Monday, March 22, 2010

When your interlocutors can google you


Over the past year in the field, I've googled myself assiduously. This I've done not out of vanity, but to make sure I knew and managed what information about me was out there.  To have control over what is to be known about me is an entirely reasonable thing to want. But out in the field, where one hopes to share confidences with one's interlocutors, the willful withholding and management of information about myself enters an ethical grey zone.  One begins to tread that fine line between being a private individual and being disingenuous.
I’m not being naive here. I really don’t believe that my interlocutors, as close as my relationship with them may have become, share every detail of their lives with me.  I am not even presuming that they always tell me “everything” that is relevant to my area of research. And that is their prerogative. 
But I approach them as an ethnographer knowing that they are part of a certain social/economic/political/religious/linguistic group. And most likely, it is their membership to any or all of these groups that has led me to them.  So while I may not claim certain knowledge of their inner motivations, I do know a great deal about who they are in these milieux, what their backgrounds are and, in many cases, what their public activities in these spheres are. They, on the other hand, cannot claim the same. Most of them only know that I am a student from a university in the United States who is doing research in India on Sufism; they know of course that I am an Indian Hindu.  Some who have heard of anthropology would know that I am one of that breed; some would know I am married, have no children, and have relatives who still live in India. They may have a faint idea about my economic and social, but would really have very little idea of my political and social views, my hobbies, my friends…unless I choose to tell them.  It is clearly an imbalanced equation.

++++++++++

**Exercise set:**
**A)** Decide whether each statement agrees with the fieldwork post. Answer yes or no for each, and quote the words of the post that settle it. (i) The writer googled themself out of vanity. (ii) The writer's interlocutors know that the writer is an Indian Hindu. (iii) The writer presumes that interlocutors always tell the writer everything relevant to the research.
**B)** According to the fieldwork post, the writer's interlocutors are part of a certain group. List every kind of group the post names.
**C)** Reproduce the stretch of the fieldwork post from "Monday, March 22, 2010" through "individual and being disingenuous.".

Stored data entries
++++++++++

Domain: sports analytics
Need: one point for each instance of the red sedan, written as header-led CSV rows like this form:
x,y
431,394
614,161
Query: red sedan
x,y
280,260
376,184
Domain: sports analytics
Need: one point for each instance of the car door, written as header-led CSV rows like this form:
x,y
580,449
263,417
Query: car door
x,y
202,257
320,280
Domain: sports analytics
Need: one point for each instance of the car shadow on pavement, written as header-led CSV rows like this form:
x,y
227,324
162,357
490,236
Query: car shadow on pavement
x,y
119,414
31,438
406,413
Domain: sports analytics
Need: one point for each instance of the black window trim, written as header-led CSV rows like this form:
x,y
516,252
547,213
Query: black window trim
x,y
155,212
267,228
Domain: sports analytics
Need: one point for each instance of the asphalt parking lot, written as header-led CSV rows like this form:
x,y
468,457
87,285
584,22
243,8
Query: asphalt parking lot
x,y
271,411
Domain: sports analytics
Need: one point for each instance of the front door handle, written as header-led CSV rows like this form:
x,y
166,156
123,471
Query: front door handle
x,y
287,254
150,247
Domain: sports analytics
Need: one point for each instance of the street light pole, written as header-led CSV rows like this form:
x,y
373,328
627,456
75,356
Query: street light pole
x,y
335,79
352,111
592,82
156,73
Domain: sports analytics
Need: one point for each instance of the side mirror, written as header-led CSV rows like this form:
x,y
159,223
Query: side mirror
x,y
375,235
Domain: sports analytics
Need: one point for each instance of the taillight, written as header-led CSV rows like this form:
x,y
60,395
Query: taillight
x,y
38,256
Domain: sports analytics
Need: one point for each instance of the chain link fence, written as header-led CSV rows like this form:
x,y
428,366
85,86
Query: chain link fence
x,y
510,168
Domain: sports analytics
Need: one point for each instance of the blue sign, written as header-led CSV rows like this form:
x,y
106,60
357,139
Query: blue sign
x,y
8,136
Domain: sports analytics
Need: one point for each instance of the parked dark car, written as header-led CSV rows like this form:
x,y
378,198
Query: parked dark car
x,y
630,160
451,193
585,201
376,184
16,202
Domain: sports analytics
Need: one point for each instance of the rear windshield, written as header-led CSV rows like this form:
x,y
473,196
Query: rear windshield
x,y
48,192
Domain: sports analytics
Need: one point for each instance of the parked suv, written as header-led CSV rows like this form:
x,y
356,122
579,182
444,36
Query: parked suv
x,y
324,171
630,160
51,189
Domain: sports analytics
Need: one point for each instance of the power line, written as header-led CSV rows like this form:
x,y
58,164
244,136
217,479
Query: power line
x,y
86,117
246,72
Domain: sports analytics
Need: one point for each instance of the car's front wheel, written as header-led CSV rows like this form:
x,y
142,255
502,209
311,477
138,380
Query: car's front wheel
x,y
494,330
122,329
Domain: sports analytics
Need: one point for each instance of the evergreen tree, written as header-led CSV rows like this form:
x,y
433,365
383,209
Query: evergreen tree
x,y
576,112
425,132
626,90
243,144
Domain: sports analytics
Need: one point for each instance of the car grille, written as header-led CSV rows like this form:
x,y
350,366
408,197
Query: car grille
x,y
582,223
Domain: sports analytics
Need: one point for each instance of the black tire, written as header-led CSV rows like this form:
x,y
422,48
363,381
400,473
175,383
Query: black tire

++++++++++

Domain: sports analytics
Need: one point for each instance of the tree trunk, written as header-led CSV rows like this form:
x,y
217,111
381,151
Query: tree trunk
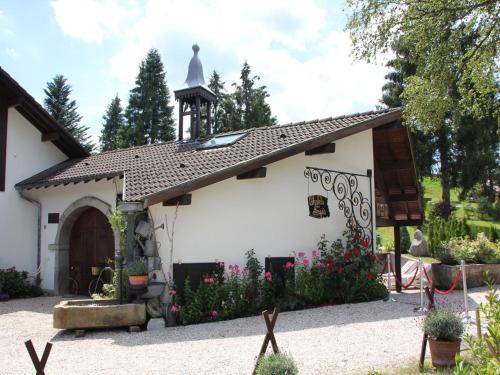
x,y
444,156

++++++++++

**Replies:**
**A)**
(i) No. "This I've done not out of vanity, but to make sure I knew and managed what information about me was out there."
(ii) Yes. "they know of course that I am an Indian Hindu."
(iii) No. "I am not even presuming that they always tell me “everything” that is relevant to my area of research."

**B)** social, economic, political, religious, linguistic

**C)**
Monday, March 22, 2010

When your interlocutors can google you


Over the past year in the field, I've googled myself assiduously. This I've done not out of vanity, but to make sure I knew and managed what information about me was out there.  To have control over what is to be known about me is an entirely reasonable thing to want. But out in the field, where one hopes to share confidences with one's interlocutors, the willful withholding and management of information about myself enters an ethical grey zone.  One begins to tread that fine line between being a private individual and being disingenuous.